> **Exercise task 1**:
In the essay about learning Latin, do these statements agree with the text: (a) the writer was sixteen at the first Latin class, (b) the age of the language bothered the writer, (c) the writer took up Spanish in the next two years? Answer yes or no for each and quote the words that decide it.
> **Exercise task 2**:
Which poets writing in the writer's own language does the essay about learning Latin name?
> **Exercise task 3**:
Duplicate the essay about learning Latin from "I was but sixteen" to "and quivering expectation.".

> **Selection**:
I was but sixteen when I stepped into a virtual classroom headed by a tutor with more enthusiasm and vigor than my primarily-introverted self thought possible. I had been given a book in a language I knew not and a language which, had I paused to consider, would not have been my first choice to learn. Why study Latin anyway? I had heard all the usual reasons. Oddly enough, the ancientness did not bother me: I would have picked up Ancient Greek at any time. I was fond of ancient things already and a true lover of history. Though perhaps not my first choice, I was excited at this new prospect and my heart thumped inside me with suppressed and quivering expectation.
I was not disappointed. The book in my hands taught me far more than the language of the Romans. It taught me their lifestyle. To learn a language is to learn a culture. A word is not just a word, it expresses an idea. To learn the words of a culture is to learn the ideas of a culture.
Throughout that year my head swam with wonder. In studying Latin, I was learning more about my own language than I knew ever existed. Our words came from somewhere: convivial, egregious, refuge—they all had a history that formed their definitions. Suddenly English was no longer only my native tongue, but a world of expression so great that my mind could only gaze in admiration.
I was in awe. If this was only Latin, what did other languages hold? I plunged into Anglo-Saxon and further into Latin. During the following two years I waded in Italian and German, always listening to the different tones and colours of each language. I became enamoured, too, with the poetry of my own language, particularly Hopkins and Tennyson, revelling in the rise and fall and flavour of the words employed.

> **Given records**:
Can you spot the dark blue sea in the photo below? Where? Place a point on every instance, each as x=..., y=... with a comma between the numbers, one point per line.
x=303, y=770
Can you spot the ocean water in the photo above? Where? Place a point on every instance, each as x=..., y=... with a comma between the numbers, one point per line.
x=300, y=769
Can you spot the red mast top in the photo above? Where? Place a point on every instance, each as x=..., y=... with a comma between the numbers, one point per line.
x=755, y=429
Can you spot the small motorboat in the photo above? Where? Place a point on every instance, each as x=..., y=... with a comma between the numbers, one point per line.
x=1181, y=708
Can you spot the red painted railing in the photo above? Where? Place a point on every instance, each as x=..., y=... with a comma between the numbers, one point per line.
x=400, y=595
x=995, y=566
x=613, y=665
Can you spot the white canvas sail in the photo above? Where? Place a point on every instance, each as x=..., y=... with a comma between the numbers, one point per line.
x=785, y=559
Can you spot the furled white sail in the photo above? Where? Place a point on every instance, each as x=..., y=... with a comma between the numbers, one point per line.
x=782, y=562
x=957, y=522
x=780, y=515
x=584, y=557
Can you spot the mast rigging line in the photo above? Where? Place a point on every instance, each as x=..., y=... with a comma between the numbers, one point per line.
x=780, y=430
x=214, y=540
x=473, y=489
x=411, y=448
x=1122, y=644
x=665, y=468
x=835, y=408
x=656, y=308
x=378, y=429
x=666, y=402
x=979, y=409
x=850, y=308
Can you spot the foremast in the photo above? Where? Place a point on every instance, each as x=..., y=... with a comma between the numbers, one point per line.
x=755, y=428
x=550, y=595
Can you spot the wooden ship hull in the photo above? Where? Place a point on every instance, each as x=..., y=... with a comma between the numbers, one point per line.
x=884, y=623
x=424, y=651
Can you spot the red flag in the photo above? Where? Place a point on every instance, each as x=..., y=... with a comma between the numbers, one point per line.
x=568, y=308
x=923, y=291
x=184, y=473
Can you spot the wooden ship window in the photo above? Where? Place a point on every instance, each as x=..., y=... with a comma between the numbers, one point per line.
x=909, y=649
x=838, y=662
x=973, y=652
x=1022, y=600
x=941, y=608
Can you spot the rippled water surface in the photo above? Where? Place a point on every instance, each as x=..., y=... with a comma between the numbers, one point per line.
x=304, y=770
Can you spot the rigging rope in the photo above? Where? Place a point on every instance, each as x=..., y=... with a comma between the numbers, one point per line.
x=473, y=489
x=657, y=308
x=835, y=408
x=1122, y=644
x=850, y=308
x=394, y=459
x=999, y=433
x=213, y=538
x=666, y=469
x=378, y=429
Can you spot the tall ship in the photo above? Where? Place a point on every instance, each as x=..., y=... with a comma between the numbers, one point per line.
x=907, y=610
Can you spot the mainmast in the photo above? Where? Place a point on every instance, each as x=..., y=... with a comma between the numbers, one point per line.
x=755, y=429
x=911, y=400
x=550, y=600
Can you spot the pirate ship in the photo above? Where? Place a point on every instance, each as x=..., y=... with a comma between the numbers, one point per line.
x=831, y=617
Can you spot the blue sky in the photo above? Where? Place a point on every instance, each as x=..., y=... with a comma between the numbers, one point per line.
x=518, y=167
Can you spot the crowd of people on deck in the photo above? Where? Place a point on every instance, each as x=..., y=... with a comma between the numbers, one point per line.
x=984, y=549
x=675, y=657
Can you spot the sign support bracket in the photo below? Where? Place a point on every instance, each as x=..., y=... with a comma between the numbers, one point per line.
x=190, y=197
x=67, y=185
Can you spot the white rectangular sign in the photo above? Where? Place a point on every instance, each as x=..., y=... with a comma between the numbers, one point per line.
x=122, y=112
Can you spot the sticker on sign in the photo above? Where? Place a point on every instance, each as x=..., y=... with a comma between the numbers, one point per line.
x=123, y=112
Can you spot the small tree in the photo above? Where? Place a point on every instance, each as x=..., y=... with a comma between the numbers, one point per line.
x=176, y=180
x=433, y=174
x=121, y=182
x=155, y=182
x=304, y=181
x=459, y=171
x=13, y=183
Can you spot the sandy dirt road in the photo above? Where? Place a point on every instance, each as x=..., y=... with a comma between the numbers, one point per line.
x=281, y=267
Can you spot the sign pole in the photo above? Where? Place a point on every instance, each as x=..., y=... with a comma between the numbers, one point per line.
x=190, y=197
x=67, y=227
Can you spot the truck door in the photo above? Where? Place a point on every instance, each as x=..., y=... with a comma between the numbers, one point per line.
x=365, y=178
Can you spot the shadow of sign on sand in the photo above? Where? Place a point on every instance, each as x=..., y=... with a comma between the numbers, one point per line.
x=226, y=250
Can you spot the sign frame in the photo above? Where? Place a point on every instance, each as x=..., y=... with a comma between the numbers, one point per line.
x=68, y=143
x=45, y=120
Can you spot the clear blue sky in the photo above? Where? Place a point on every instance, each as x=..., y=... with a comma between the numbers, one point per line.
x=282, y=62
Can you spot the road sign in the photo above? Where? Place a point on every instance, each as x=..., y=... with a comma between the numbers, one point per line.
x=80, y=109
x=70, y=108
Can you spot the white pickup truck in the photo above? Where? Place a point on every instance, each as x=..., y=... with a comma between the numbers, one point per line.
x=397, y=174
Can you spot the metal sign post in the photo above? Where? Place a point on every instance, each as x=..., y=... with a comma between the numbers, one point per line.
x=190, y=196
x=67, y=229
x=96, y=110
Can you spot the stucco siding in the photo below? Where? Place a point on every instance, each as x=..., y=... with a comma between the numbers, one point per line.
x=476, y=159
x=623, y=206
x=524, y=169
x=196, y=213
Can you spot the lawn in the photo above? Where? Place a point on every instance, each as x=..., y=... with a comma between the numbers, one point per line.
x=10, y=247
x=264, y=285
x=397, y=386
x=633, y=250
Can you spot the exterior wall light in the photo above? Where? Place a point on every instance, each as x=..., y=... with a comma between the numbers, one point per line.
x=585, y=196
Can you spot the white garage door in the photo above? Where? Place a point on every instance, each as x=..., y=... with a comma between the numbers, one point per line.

> **Exercise solution 1**:
(a) Yes: "I was but sixteen when I stepped into a virtual classroom."
(b) No: "Oddly enough, the ancientness did not bother me."
(c) No: "During the following two years I waded in Italian and German."

> **Exercise solution 2**:
Hopkins and Tennyson.

> **Exercise solution 3**:
I was but sixteen when I stepped into a virtual classroom headed by a tutor with more enthusiasm and vigor than my primarily-introverted self thought possible. I had been given a book in a language I knew not and a language which, had I paused to consider, would not have been my first choice to learn. Why study Latin anyway? I had heard all the usual reasons. Oddly enough, the ancientness did not bother me: I would have picked up Ancient Greek at any time. I was fond of ancient things already and a true lover of history. Though perhaps not my first choice, I was excited at this new prospect and my heart thumped inside me with suppressed and quivering expectation.